-- BEGIN EXERCISE INPUTS --

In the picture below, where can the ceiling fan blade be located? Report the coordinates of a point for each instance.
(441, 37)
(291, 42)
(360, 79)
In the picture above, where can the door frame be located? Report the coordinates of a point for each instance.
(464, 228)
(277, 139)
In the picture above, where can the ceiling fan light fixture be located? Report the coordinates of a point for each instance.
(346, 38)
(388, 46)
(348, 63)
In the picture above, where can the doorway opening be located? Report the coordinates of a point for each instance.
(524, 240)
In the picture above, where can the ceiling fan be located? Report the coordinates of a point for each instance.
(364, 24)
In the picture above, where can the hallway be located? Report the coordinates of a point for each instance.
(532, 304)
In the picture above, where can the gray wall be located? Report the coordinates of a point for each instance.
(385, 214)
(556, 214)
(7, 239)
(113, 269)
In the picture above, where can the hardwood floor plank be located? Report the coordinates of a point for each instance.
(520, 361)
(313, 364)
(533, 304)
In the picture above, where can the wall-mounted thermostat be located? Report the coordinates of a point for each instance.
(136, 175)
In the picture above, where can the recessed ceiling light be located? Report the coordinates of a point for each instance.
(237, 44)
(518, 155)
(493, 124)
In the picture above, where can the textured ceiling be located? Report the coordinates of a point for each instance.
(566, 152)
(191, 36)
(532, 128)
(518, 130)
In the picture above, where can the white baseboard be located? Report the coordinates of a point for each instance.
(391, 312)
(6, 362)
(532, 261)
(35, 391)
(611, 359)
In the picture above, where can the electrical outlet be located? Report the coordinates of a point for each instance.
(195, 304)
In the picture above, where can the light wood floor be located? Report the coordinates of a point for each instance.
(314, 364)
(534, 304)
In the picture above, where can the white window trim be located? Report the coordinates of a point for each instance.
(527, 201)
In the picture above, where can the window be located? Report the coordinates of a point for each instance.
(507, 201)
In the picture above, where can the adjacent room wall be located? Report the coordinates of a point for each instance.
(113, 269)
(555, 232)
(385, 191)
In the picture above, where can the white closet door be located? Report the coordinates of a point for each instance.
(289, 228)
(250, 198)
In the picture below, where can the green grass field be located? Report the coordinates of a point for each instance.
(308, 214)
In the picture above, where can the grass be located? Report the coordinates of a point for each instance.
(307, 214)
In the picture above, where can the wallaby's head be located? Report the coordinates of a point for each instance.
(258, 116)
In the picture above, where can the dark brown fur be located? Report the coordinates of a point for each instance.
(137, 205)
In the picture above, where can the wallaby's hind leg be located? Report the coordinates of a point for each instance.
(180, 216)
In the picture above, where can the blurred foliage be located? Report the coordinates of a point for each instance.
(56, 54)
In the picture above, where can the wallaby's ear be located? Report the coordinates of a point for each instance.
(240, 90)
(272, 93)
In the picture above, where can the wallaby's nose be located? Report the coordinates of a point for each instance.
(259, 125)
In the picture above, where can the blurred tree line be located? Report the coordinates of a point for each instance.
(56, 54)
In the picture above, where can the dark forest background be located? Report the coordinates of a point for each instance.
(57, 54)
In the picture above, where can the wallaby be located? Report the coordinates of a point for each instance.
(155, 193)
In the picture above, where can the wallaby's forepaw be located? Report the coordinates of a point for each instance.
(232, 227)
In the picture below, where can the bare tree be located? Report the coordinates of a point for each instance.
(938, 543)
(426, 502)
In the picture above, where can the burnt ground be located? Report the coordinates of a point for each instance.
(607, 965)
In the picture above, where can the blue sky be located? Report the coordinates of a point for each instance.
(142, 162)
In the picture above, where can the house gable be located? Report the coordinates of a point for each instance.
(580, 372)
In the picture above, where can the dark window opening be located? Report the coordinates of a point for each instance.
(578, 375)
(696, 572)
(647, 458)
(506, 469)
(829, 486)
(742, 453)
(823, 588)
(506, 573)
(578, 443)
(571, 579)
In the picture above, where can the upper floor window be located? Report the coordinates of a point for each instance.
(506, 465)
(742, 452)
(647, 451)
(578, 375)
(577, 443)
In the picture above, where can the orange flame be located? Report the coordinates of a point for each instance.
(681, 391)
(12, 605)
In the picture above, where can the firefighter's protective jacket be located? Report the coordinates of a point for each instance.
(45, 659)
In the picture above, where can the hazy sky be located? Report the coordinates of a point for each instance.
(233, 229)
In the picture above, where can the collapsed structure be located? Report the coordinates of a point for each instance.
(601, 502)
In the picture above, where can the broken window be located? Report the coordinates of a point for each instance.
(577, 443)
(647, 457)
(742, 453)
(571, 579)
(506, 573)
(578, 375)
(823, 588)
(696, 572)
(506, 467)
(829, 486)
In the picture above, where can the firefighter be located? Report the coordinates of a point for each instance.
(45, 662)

-- END EXERCISE INPUTS --

PROBLEM REQUIREMENTS:
Find the line with "In the picture above, where can the orange" in the listing above, then write out that line and each remaining line exactly, with no other text.

ANSWER FOR THIS EXERCISE:
In the picture above, where can the orange flame be located? Report the coordinates of a point for each instance.
(681, 391)
(12, 605)
In the picture above, where can the firefighter's protective jacket be located? Report the coordinates of a point for each instance.
(45, 659)
In the picture above, where can the hazy sky be located? Report the coordinates of a point for each instance.
(233, 229)
In the picture above, where can the collapsed structure be located? Report the coordinates of a point for each instance.
(601, 502)
In the picture above, where can the broken window be located? Report the coordinates of a point for each instance.
(577, 443)
(647, 457)
(742, 453)
(571, 579)
(506, 573)
(578, 375)
(823, 588)
(696, 572)
(506, 467)
(829, 486)
In the picture above, where can the firefighter be located? Report the coordinates of a point for each instance.
(45, 662)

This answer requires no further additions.